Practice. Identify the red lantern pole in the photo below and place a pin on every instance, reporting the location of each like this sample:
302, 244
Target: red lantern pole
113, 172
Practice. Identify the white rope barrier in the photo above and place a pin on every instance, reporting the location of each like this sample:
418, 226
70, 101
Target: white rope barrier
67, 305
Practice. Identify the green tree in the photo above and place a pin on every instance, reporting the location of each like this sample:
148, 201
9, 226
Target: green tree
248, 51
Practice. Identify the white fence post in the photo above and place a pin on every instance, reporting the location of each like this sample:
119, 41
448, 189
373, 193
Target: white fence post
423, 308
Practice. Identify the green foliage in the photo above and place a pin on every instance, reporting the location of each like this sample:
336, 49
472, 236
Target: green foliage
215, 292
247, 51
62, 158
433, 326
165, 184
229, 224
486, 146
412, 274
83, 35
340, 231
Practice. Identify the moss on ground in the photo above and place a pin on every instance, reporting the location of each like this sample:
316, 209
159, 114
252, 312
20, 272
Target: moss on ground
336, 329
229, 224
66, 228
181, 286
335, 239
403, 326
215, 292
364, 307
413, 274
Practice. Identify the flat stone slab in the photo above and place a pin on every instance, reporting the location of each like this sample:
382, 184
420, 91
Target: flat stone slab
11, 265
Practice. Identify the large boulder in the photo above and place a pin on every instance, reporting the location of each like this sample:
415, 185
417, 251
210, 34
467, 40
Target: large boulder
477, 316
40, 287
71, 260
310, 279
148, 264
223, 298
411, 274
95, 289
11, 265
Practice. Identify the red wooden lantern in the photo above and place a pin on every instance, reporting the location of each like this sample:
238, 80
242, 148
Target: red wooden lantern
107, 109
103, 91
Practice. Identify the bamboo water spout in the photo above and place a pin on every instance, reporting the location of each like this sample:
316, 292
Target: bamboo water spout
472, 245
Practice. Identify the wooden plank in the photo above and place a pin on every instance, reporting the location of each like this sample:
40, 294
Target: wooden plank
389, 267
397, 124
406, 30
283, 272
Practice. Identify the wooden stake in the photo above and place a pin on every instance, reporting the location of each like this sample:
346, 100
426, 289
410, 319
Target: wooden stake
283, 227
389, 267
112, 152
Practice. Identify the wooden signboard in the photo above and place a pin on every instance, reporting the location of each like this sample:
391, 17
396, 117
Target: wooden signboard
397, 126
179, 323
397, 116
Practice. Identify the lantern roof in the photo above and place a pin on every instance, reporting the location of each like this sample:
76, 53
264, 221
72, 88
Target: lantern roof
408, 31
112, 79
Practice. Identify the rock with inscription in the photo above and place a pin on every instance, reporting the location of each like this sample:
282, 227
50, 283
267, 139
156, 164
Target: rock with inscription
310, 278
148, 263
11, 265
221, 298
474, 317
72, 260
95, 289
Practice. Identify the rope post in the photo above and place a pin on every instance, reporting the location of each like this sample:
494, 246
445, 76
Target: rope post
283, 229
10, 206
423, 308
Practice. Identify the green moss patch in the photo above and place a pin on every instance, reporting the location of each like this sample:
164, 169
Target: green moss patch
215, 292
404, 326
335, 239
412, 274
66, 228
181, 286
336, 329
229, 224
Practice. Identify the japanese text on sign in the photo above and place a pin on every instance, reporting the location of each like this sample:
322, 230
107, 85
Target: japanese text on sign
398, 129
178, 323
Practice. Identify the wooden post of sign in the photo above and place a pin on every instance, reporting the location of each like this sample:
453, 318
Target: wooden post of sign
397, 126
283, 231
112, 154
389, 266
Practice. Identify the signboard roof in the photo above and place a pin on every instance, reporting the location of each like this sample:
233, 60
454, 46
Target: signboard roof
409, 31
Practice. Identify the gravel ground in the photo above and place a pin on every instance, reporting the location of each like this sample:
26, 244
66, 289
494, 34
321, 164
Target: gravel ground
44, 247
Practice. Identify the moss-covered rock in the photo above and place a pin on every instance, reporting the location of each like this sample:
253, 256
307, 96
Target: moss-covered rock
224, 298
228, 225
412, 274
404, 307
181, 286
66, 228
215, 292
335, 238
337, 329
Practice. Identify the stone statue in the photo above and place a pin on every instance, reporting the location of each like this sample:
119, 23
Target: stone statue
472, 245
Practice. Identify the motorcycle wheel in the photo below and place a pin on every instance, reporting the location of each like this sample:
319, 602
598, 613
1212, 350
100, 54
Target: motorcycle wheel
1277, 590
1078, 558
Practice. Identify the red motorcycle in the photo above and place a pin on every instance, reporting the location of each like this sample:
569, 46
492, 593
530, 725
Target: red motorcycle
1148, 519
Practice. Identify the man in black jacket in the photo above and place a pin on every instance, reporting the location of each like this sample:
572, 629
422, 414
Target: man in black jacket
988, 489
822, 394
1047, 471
════════
- What you have to do: Go over the data and return every line that includes the word "below".

- Solution to the problem:
Practice. Identify the red lantern pole in the photo below and place a pin on every instance, reporting the location of each like this sample:
Practice. Identify the motorcycle wheel in the photo below and place a pin on every instance, reporting the location of each like this sample:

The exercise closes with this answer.